*Tasks to perform:*
- a) Answer these questions from the text on the pandemic and Argentina's economy, one answer per line:
(i) By what percentage does the IMF estimate Argentina's GDP will shrink in 2020?
(ii) What year-on-year GDP growth does the Fund forecast for 2021?
(iii) In which month and year did the government introduce its broad set of restrictions on capital movements?
- b) Continue the text on the pandemic and Argentina's economy from its final sentence.

Supplied text Start Marker

The flip side of these health policy actions is significant damage to the country’s economy. It’s still too early to gauge the economic cost of the pandemic, given, on one hand, that it is not over yet, and, on the other, that it will depend on how neighboring economies fare – Brazil in particular – as well as the rest of the world. The IMF currently estimates that Argentina’s GDP will shrink by 9.9 percent in 2020, 4.2 percentage points worse than projected in April. As for 2021 the Fund forecasts just a mild recovery, with GDP rising by +3.9 percent year-on-year (World Economic Outlook Update, June 2020). The IMF concluded that the forecasts it had made in April were too optimistic given that the lockdown is lasting longer, global demand is much weaker, commodity prices are lower, consumer confidence is depressed by the dragging of the debt-restructuring negotiations, and the government has limited fiscal space to sustain the economy.
Unfortunately, the pandemic hit Argentina at the worst of times, weakened as it was by a long period of recession and high inflation. Capital controls already in place have meant that capital outflows immediately before and during the pandemic have been contained and the exchange rate has depreciated less than in previous periods of economic difficulty. In August 2019 the government had introduced a broad set of restrictions on capital movements, specifically on financial transactions (limits on the purchases and transfers of foreign currency as well as on debt servicing in foreign currency), and on some current account transactions (the requirement to surrender export proceeds, restrictions on the import of services, and on the international transfer of dividend payments).

Supplied text End Marker
Data section Start Marker

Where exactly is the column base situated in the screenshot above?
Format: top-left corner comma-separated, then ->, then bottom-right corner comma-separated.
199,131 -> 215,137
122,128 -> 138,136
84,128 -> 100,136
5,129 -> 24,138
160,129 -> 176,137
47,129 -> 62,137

Data section End Marker

*Activity answers:*
- a)
(i) 9.9 percent
(ii) +3.9 percent
(iii) August 2019

- b)
To top all this, in May 2020 Argentina defaulted on its sovereign debt for a ninth time in its history. Throughout these months the government has been negotiating with bondholders on a restructuring plan for its foreign debt (about US$ 65 billion). The government has “sweetened” its proposal twice, but creditor groups keep holding back, asking for more. President Fernández has repeatedly stated that the country is willing to pay but that it lacks the resources to do so: reducing the cost of the debt is a necessary condition. The government’s initial offer included a three-year grace period on all debt payments, a 62 per cent cut in interest and a 5.4 per cent reduction of its face value. The offer was promptly rejected by bondholders; two more months of negotiations followed, after which the government proposed to cut the grace period to only one year, to increase the interest payment, introducing a coupon linked to exports, and to reduce the face value haircut to 3 per cent. The new government proposal has a net present value’s recovery of 50 cents on the dollar, while bondholder creditors aim to recover at least 55 cents. The difference between the two sides seems tiny but negotiations have stalled again and the government extended the deadline for bondholders to accept its improved offer to July 24. A deal is needed in order to avert a long standoff, something the government is understandably keen to avoid. The IMF, which provides technical assistance to the Argentine authorities and performs the debt sustainability analysis of the various debt-restructuring proposals, indicated that the government has very little spare room: paying out more to private creditors would put at risk its future capacity to service and pay back the debt.
The extra time given to bondholders in order to assess the government’s latest proposal will actually give both parties the chance to better assess this very complicated situation, hopefully leading both to a wiser decision.